THE INPUT
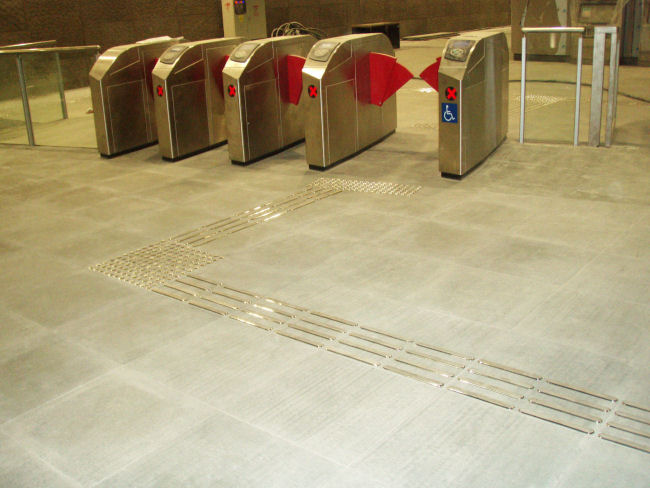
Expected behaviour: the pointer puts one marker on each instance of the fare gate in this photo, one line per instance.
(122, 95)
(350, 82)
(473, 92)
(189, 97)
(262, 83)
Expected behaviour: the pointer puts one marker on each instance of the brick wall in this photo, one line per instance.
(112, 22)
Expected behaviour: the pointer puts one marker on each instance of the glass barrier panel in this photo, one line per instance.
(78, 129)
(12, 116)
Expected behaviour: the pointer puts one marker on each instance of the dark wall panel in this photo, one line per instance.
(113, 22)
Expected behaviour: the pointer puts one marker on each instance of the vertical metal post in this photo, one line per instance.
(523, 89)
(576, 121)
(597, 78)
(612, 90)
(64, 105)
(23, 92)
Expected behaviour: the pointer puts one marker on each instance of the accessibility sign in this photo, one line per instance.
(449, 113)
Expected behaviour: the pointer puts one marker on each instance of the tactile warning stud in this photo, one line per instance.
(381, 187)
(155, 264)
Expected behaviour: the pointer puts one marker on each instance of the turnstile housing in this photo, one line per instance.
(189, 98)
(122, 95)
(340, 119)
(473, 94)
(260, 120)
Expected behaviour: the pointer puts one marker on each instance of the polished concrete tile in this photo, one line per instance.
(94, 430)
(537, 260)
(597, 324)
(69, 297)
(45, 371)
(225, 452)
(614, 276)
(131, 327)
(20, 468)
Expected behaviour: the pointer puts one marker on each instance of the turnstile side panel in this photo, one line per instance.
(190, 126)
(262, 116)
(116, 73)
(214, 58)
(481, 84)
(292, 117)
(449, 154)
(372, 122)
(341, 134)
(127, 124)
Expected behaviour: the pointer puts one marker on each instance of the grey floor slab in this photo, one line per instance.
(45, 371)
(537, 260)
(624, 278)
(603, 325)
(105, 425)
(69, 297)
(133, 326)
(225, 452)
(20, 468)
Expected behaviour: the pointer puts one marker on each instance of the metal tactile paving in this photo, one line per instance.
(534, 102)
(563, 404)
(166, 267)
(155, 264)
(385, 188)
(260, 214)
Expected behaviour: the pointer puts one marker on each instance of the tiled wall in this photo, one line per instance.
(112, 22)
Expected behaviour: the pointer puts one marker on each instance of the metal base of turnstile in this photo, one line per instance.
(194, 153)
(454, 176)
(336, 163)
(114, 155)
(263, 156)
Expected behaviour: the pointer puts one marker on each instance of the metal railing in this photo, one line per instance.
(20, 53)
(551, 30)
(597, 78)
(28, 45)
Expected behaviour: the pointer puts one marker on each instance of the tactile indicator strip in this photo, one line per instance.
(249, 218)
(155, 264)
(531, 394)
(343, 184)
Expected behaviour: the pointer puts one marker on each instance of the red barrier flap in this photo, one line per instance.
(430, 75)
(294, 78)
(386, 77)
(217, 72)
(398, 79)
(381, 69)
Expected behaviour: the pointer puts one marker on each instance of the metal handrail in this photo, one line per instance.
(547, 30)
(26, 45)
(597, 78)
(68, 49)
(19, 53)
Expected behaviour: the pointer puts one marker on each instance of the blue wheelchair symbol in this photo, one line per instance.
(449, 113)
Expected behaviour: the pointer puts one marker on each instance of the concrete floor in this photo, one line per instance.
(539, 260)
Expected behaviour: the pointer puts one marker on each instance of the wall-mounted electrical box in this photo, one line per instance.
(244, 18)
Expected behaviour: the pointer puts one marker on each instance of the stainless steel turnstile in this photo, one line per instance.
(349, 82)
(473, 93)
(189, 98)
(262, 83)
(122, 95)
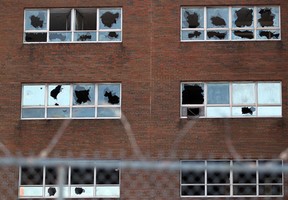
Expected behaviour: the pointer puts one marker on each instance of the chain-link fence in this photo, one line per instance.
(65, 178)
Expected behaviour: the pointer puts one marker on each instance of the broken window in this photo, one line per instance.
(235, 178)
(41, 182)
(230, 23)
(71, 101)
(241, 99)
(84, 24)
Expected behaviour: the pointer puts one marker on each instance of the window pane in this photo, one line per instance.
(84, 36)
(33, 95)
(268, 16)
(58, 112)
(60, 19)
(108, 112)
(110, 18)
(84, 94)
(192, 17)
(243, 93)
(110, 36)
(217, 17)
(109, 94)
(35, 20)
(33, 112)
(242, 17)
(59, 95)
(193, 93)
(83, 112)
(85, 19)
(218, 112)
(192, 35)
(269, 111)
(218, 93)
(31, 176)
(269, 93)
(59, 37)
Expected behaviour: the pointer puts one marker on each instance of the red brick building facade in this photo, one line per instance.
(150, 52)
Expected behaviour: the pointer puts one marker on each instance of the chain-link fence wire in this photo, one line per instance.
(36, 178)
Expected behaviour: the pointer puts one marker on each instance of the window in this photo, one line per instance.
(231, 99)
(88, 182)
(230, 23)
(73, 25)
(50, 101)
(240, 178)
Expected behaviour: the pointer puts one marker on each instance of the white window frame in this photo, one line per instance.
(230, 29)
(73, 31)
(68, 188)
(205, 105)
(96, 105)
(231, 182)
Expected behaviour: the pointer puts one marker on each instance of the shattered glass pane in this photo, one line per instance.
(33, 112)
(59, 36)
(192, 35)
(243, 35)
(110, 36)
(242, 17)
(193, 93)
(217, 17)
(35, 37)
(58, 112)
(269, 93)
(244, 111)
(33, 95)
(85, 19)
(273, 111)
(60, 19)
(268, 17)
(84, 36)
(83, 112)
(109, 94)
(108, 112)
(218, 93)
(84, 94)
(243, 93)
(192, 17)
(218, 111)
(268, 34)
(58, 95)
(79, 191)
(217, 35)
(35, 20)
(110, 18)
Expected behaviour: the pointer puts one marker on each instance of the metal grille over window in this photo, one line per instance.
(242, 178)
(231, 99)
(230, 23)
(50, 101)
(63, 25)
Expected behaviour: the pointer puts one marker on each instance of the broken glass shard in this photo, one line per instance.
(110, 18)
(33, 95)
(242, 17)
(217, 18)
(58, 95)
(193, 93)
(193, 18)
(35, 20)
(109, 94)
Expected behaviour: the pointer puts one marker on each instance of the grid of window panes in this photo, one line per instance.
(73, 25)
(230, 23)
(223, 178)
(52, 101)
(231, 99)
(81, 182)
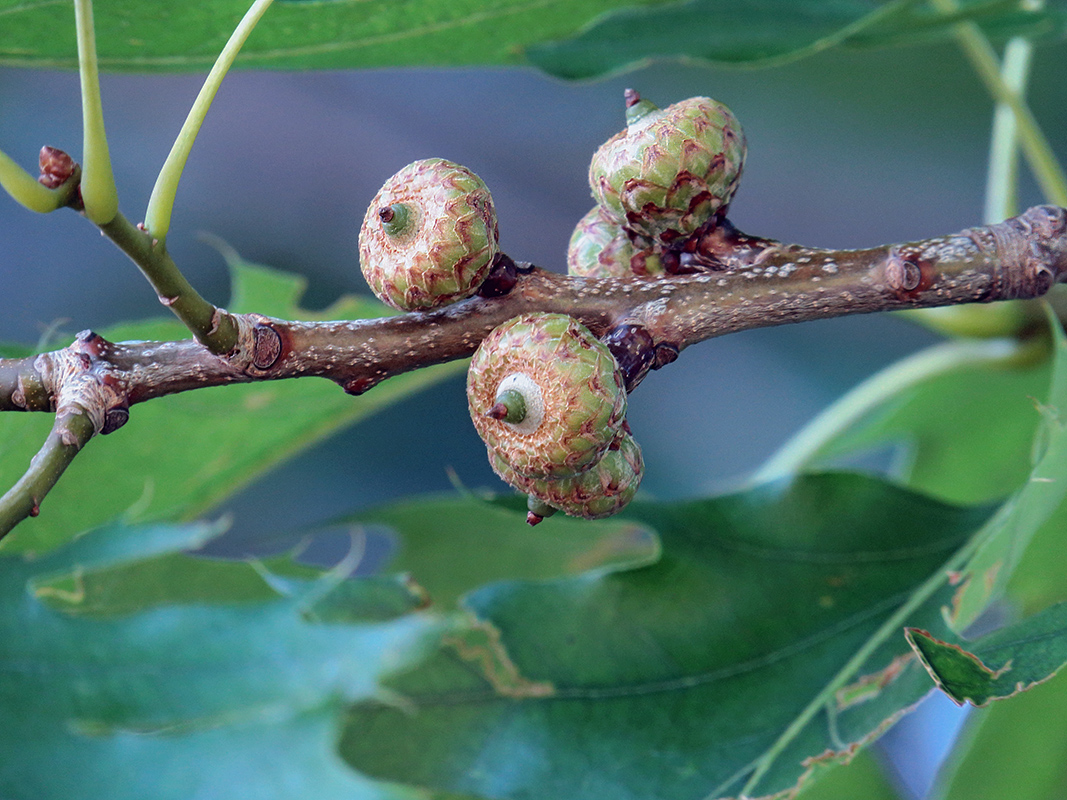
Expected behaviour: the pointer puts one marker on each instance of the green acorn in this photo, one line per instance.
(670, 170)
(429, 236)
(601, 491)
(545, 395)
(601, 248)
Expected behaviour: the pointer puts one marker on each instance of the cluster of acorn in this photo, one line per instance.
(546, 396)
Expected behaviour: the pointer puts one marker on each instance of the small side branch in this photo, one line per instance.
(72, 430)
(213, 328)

SET PROBLEM
From start to finish, output the listing exactly, but omit its pictures.

SOLUTION TO THE EXERCISE
Expected behaviour: the pointer puts one marker on each instance of the fare gate in this photo, one line per instance.
(122, 95)
(350, 82)
(473, 92)
(189, 97)
(262, 83)
Expected behaviour: the pointer puts one marker on each instance of the brick wall in this photo, one line per instance.
(112, 22)
Expected behaviour: the pointer puts one marker on each instance of the glass barrier panel in this photo, one line per instance.
(78, 129)
(12, 116)
Expected behaviour: the pointer puts one marker on each instance of the dark wall panel in this photo, one line per instance.
(113, 22)
Expected behaviour: the pointer puts one marker on each instance of the vertical metal post in this photo, one line per instance.
(523, 89)
(576, 121)
(597, 78)
(612, 90)
(64, 105)
(23, 92)
Expected behaviour: the pointer puts one marker on each instance of the accessibility sign in this photo, one line per instance.
(449, 113)
Expected behaviour: the pointer puts one marker on each instance of the tactile warning stud in this photo, one line per instance.
(381, 187)
(155, 264)
Expected behaviour: the pointer puts one marker on each instance of the turnstile housing in this photo, one line per instance.
(189, 98)
(122, 95)
(340, 119)
(473, 94)
(260, 120)
Expected behaviour: the pointer puts one marker on each instance of the polished concrete tile in this photo, one line per instance.
(94, 430)
(537, 260)
(597, 324)
(69, 297)
(45, 371)
(225, 452)
(614, 276)
(131, 327)
(20, 468)
Expected behaviour: the pointer puts one marker on each instance of the turnstile side panel in this photo, one line per instance.
(190, 126)
(262, 116)
(116, 73)
(214, 58)
(481, 84)
(292, 117)
(449, 154)
(372, 122)
(341, 134)
(127, 124)
Expected behaviour: the pointer puts one marker on each instance of the grey floor slab in this photo, one line per instance.
(45, 371)
(537, 260)
(624, 278)
(603, 325)
(105, 425)
(69, 297)
(133, 326)
(225, 452)
(20, 468)
Expected behaviour: the pointer puts one marker on each instance of the metal tactile paving in this photo, one line per instance.
(534, 102)
(563, 404)
(166, 267)
(155, 264)
(385, 188)
(260, 214)
Expected behaviour: the pointer puts one marker on each instance of the tiled wall in this photo, one line per instance.
(112, 22)
Expected behaviour: the pointer puts one marker on each instance of the metal base of turnstile in this photo, one line per instance.
(194, 153)
(454, 176)
(336, 163)
(114, 155)
(263, 156)
Expected behaviour: the pointer puts one marker on each instance of the metal railing in this photo, one line per instance.
(20, 53)
(551, 30)
(597, 78)
(28, 45)
Expected behaviour: the pointer puts one marker on each instance of the tactile indicator strip in this photo, one line per instance.
(249, 218)
(155, 264)
(531, 394)
(343, 184)
Expected behaviour: the pointer puts one marker on each instance of the red barrier flap in this photo, one line per instance.
(430, 75)
(294, 78)
(386, 77)
(217, 72)
(398, 79)
(381, 69)
Expected behaviour: the pointer puts one marker on each instance of the metal handrail in this photo, one line per instance.
(547, 30)
(26, 45)
(597, 78)
(68, 49)
(19, 53)
Expected behaviour: the pointer puts one marker on each instance of the blue wheelchair symbol in this photo, one line per instance.
(449, 113)
Expected behaviour: the pointer puts one marker on each instance of the concrete floor in this photo, one line per instance.
(539, 260)
Expected behaviour: the pointer puts one marker on each instance of the wall-mounted electrical box in this photo, one line per instance.
(244, 18)
Expected behaviour: the pointer puts one marker on each instance of the stainless steel turnstile in this photo, one line per instance.
(349, 82)
(473, 93)
(189, 98)
(262, 83)
(122, 95)
Expected behaviour: the pointer puts one marker on each instance of the chain-link fence in this photo, one line per instance.
(65, 178)
Expected behaviour: the pointer puts one marker on each instance of the broken window in this photo, one line per instance.
(235, 178)
(41, 182)
(230, 23)
(71, 101)
(241, 99)
(84, 24)
Expected behaviour: the pointer puts one marker on each instance of the window pane in this photo, one line per instance.
(84, 36)
(33, 95)
(268, 16)
(58, 112)
(60, 19)
(108, 112)
(110, 18)
(84, 94)
(192, 17)
(243, 93)
(110, 36)
(217, 17)
(109, 94)
(35, 20)
(33, 112)
(242, 17)
(59, 95)
(193, 93)
(83, 112)
(85, 19)
(218, 112)
(192, 35)
(269, 111)
(218, 93)
(31, 176)
(269, 93)
(59, 37)
Expected behaviour: the pointer puts one marker on each instance of the red brick building facade in this photo, one line per instance.
(150, 52)
Expected behaviour: the pointer puts one marker on each instance of the chain-link fence wire in this photo, one line per instance.
(36, 178)
Expected behaviour: the pointer puts one marker on each instance of the window in this photo, one line per instance.
(231, 99)
(88, 182)
(230, 23)
(73, 25)
(50, 101)
(240, 178)
Expected behaviour: the pointer puts one marker on each instance of the white window frame in this photo, one line per instance.
(230, 29)
(73, 31)
(68, 188)
(205, 105)
(96, 105)
(231, 182)
Expected behaviour: the pointer puts one marker on each instance of the shattered glass pane in this photo, one line per instance.
(33, 112)
(59, 36)
(192, 35)
(243, 35)
(110, 36)
(242, 17)
(193, 93)
(217, 17)
(35, 37)
(58, 112)
(269, 93)
(244, 111)
(33, 95)
(85, 19)
(273, 111)
(60, 19)
(268, 17)
(84, 36)
(83, 112)
(109, 94)
(108, 112)
(218, 93)
(84, 94)
(243, 93)
(192, 17)
(218, 111)
(268, 34)
(58, 95)
(79, 191)
(217, 35)
(35, 20)
(110, 18)
Expected behaviour: the pointer puts one marker on each instance of the metal grille over window in this photo, one line per instance.
(242, 178)
(231, 99)
(230, 23)
(50, 101)
(63, 25)
Expected behaviour: the pointer puts one marker on each instance of the broken glass shard in this photo, one line per instance.
(110, 18)
(33, 95)
(242, 17)
(217, 18)
(58, 95)
(193, 93)
(193, 18)
(35, 20)
(109, 94)
Expected behaviour: the pointer puts one marker on each instance of the grid of window panes in this photo, one line per instance.
(73, 25)
(230, 23)
(223, 178)
(52, 101)
(231, 99)
(81, 182)
Expected behaviour: the pointer puts one marker on each instance of the green acorn in this photo, one line per instance.
(670, 170)
(429, 236)
(601, 491)
(545, 395)
(601, 248)
Expected behaviour: the pointer puts one marker on each instance of the cluster of acorn in this photo, one line per instance.
(546, 396)
Expected behaviour: the pointer puts one marker on each instance of the small side branch in this photo, one line per instance.
(72, 430)
(213, 328)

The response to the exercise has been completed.